Quote the data below in full, please, without altering anything.

--- Records for this exercise ---

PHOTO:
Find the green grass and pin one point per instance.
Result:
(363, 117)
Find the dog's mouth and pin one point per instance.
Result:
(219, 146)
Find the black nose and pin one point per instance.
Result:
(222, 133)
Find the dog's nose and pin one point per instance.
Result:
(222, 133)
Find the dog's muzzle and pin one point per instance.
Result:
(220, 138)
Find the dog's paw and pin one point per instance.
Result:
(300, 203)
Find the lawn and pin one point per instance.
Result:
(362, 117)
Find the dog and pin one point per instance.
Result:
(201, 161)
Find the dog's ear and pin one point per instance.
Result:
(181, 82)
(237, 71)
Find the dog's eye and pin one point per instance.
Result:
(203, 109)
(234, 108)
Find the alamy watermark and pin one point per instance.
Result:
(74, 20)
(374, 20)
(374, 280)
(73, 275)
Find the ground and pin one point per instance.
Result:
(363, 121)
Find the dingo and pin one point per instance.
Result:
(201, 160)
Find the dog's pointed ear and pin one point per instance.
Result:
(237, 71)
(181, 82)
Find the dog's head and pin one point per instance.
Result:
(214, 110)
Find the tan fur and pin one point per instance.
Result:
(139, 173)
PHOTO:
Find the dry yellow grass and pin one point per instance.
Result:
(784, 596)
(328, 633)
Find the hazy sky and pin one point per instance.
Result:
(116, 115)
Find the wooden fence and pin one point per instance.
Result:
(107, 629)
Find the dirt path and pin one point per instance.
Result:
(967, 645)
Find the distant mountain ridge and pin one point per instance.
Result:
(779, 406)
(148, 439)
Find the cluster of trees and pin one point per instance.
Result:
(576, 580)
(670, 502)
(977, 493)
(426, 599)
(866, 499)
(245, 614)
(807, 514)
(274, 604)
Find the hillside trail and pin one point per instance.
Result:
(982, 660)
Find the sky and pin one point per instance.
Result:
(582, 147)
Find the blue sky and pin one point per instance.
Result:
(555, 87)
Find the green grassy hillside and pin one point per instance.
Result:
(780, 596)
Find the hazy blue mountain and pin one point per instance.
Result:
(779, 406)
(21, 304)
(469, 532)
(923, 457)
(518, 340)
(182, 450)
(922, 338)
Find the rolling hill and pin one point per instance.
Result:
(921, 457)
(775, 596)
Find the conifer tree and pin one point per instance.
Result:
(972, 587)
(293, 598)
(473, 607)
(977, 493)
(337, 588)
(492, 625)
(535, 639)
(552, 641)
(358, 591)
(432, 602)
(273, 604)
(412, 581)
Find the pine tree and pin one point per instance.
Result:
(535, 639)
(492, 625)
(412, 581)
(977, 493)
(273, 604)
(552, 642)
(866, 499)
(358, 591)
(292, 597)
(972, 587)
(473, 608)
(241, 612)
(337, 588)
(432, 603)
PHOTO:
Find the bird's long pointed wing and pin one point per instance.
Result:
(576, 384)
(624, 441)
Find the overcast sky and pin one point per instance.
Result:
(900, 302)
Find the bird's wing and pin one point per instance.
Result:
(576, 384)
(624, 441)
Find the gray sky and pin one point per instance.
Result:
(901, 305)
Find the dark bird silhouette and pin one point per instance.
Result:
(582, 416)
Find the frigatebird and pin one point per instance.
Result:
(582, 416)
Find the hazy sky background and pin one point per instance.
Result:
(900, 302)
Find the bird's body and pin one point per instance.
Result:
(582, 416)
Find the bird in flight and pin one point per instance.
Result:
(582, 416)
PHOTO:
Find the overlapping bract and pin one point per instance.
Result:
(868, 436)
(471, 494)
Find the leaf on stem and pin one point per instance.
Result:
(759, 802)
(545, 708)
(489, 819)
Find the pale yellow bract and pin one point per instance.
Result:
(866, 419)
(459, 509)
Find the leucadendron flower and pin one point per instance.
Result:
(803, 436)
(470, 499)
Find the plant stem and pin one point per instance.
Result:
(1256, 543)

---

- [Exercise answer]
PHOTO:
Find the green grass and pin one point per instance.
Result:
(363, 117)
Find the dog's mouth and pin one point per instance.
Result:
(219, 146)
Find the black nose and pin one point per instance.
Result:
(222, 133)
Find the dog's nose and pin one point per instance.
Result:
(222, 133)
Find the dog's muzzle and pin one point per instance.
Result:
(220, 138)
Find the dog's paw and pin one point per instance.
Result:
(300, 203)
Find the lawn and pin one point per instance.
Result:
(362, 117)
Find the dog and pin one point per instance.
Result:
(201, 161)
Find the dog's ear and pin one point per instance.
Result:
(181, 82)
(237, 71)
Find the dog's eye and pin one point per instance.
Result:
(203, 109)
(234, 108)
Find the alamy watermark and pin one point per instance.
Result:
(74, 20)
(374, 20)
(374, 280)
(73, 275)
Find the ground and pin one point per instance.
Result:
(363, 121)
Find the dingo and pin one point per instance.
Result:
(201, 160)
Find the dog's pointed ear and pin one point per instance.
Result:
(237, 71)
(181, 82)
Find the dog's head and pin one point per instance.
Result:
(214, 110)
Find the tan fur and pin one point per instance.
Result:
(139, 173)
PHOTO:
Find the dry yellow grass and pin one point per instance.
Result:
(784, 596)
(328, 633)
Find the hazy sky and pin one point per instance.
Result:
(116, 115)
Find the wooden fence and pin one point per instance.
Result:
(107, 629)
Find the dirt path and pin one point per instance.
Result:
(967, 645)
Find the distant mountain ridge and pin one point per instance.
Result:
(779, 406)
(148, 439)
Find the cluster of trees and pin one point per instance.
Result:
(576, 580)
(670, 502)
(977, 493)
(426, 599)
(866, 499)
(245, 614)
(807, 514)
(274, 604)
Find the hillside trail and pin one point per instance.
Result:
(982, 660)
Find the sky and pin one point per instance.
Result:
(582, 147)
Find the blue sky and pin one point per instance.
Result:
(555, 87)
Find the green grassy hillside and pin one point per instance.
Result:
(780, 596)
Find the hazy blue mountain and pin one point per instance.
Result:
(779, 406)
(21, 304)
(469, 532)
(923, 457)
(518, 340)
(182, 450)
(922, 338)
Find the rolling hill and pin one point per instance.
Result:
(921, 457)
(775, 596)
Find the conifer tree and pin one point per instance.
Result:
(972, 587)
(293, 598)
(473, 607)
(977, 493)
(337, 588)
(492, 625)
(535, 639)
(552, 641)
(358, 591)
(432, 602)
(273, 604)
(412, 581)
Find the pine tree and pin one point per instance.
Result:
(535, 639)
(492, 625)
(412, 581)
(977, 493)
(273, 604)
(552, 642)
(866, 499)
(358, 591)
(292, 597)
(972, 587)
(473, 608)
(241, 612)
(337, 588)
(432, 603)
PHOTO:
Find the bird's long pointed wing and pin one point per instance.
Result:
(576, 384)
(624, 441)
Find the overcast sky and pin one point per instance.
Result:
(900, 302)
Find the bird's wing and pin one point per instance.
Result:
(576, 384)
(624, 441)
Find the gray sky and pin one point per instance.
Result:
(901, 305)
Find the dark bird silhouette and pin one point per instance.
Result:
(582, 416)
Find the frigatebird and pin one point per instance.
Result:
(582, 416)
Find the hazy sky background and pin one point per instance.
Result:
(900, 302)
Find the bird's body and pin one point per instance.
Result:
(582, 416)
Find the bird in flight and pin one point per instance.
Result:
(582, 416)
PHOTO:
Find the overlapping bract and pin one point per instance.
Result:
(868, 436)
(471, 494)
Find the leaf on stem and pin one point per instance.
Result:
(759, 802)
(545, 708)
(489, 819)
Find the pale yellow bract and pin one point per instance.
Result:
(866, 419)
(459, 509)
Find the leucadendron flower and pin one point per instance.
Result:
(803, 436)
(470, 499)
Find the plant stem and pin one point per instance.
Result:
(1256, 543)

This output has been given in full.